##### PROVIDED INFORMATION #####

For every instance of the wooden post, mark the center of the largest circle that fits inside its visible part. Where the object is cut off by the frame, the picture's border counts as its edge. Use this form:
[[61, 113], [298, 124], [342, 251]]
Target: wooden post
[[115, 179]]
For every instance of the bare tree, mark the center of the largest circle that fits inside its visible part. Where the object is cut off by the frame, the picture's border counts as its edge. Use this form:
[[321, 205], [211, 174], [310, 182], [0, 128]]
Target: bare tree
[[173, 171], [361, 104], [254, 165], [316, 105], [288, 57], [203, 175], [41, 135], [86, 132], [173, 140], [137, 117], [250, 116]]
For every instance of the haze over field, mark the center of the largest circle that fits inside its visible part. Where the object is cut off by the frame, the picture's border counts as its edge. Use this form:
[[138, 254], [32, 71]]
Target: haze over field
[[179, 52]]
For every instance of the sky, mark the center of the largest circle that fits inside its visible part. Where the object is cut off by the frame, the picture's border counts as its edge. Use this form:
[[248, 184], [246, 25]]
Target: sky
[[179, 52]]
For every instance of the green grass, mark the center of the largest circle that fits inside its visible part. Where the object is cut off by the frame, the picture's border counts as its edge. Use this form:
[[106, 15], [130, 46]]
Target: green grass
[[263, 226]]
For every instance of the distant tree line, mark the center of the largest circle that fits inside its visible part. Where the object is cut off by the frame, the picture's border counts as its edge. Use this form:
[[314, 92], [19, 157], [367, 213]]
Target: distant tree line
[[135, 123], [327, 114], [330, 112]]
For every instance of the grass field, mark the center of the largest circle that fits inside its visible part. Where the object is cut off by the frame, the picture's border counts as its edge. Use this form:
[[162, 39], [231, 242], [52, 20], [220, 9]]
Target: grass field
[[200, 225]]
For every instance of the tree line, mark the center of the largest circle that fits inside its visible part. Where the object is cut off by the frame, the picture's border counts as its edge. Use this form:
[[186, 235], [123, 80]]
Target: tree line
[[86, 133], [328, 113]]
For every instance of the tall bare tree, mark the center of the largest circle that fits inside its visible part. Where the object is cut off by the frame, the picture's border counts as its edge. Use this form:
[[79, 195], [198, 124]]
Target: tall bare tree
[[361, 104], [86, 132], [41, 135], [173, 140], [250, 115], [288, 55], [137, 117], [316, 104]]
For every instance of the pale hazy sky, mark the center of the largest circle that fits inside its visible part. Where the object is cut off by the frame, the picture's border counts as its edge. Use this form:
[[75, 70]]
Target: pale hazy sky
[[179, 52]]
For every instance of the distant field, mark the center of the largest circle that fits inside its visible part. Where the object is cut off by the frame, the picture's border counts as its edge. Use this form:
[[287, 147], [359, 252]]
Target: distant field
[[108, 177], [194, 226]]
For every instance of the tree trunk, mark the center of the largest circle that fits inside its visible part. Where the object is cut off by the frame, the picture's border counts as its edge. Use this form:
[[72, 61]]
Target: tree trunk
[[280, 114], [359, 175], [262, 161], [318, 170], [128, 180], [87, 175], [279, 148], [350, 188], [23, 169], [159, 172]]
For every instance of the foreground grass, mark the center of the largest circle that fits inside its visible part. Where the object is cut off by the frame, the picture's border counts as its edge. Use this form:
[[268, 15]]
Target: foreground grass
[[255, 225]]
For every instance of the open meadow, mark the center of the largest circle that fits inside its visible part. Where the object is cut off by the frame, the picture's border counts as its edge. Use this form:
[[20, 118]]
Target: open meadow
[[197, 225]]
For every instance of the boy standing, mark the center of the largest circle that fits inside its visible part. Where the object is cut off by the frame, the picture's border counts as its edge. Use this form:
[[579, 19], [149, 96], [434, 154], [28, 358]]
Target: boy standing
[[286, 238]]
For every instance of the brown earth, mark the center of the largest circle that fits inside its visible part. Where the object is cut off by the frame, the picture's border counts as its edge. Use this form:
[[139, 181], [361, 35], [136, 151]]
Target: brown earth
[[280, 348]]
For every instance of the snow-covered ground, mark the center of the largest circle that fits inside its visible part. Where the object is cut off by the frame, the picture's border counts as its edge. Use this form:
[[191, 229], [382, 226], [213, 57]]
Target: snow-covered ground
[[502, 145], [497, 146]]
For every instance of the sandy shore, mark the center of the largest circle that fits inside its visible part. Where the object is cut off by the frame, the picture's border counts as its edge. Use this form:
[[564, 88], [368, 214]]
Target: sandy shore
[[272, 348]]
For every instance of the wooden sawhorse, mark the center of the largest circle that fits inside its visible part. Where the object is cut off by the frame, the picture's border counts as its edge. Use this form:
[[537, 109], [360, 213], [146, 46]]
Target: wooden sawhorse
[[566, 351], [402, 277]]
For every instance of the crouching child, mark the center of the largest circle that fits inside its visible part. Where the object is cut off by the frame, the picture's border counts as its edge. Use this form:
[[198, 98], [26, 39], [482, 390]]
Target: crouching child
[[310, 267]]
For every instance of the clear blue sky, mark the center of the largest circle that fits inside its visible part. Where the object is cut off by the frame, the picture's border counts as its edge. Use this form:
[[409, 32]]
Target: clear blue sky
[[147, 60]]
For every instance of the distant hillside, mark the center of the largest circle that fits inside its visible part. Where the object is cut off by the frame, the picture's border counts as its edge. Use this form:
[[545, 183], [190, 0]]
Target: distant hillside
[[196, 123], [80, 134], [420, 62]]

#####
##### PROVIDED INFORMATION #####

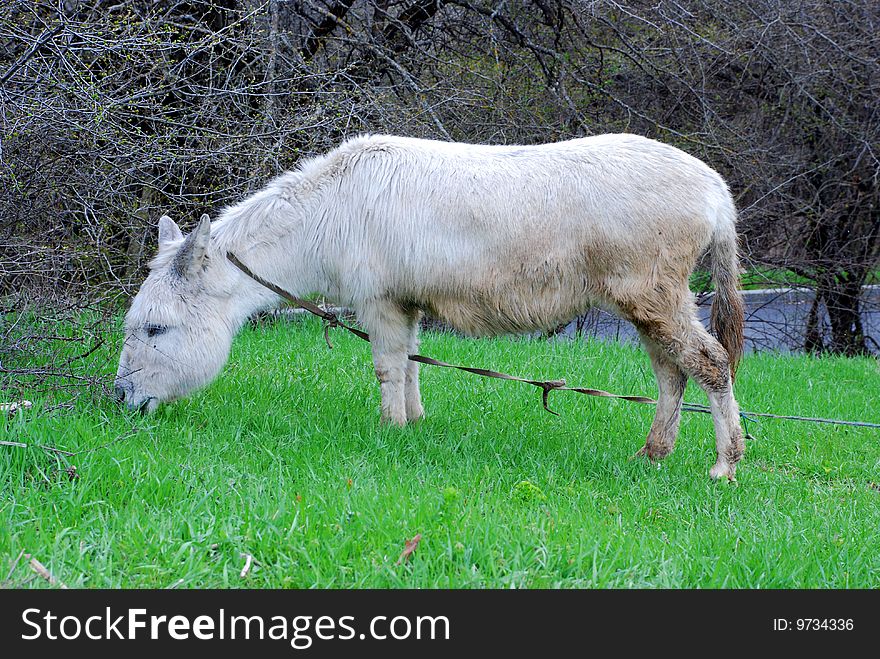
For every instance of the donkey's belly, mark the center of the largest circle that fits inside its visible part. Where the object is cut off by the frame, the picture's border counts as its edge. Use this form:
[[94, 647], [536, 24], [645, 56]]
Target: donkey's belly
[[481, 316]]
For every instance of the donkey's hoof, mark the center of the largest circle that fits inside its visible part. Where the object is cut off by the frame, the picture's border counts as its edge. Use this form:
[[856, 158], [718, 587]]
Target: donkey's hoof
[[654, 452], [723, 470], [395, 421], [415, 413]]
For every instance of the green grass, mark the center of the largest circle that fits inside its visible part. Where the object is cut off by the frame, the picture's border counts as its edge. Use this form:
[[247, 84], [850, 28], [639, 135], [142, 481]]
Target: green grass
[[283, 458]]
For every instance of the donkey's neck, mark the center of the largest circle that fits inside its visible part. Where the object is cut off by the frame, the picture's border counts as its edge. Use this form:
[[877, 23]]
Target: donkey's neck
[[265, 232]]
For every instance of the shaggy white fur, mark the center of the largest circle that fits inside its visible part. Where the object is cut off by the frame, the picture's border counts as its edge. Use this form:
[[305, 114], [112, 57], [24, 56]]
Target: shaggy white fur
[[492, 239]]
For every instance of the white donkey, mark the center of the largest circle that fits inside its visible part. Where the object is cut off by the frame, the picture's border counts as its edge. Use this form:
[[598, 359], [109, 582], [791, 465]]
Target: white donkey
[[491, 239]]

#####

TASK STATEMENT:
Please turn the data into a JSON list of strings, one string per line with blank lines omitted, beginning at the line that contains "For every instance of the clear" and stopping after the line that contains "[[147, 60]]".

EXERCISE RESPONSE:
[
  "For every instance of the clear blue sky, mark the center of the largest circle that fits inside its visible part. Where the object is cut off by the frame, the picture's border counts as its edge. Use this form:",
  "[[409, 32]]",
  "Target: clear blue sky",
  "[[147, 60]]"
]